[Referring expression data]

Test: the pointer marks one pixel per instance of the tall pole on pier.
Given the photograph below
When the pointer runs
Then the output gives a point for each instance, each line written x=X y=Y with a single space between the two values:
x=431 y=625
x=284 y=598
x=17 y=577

__ABOUT THIS TASK__
Output the lines from the one with "Given the photograph below" through the end of the records above, exactly, including both ends, and nothing besides.

__EXERCISE RESULT__
Given the photograph below
When the pointer runs
Then the output gives a point for each instance, each line written x=X y=Y with a single space between the two values:
x=431 y=625
x=284 y=598
x=17 y=577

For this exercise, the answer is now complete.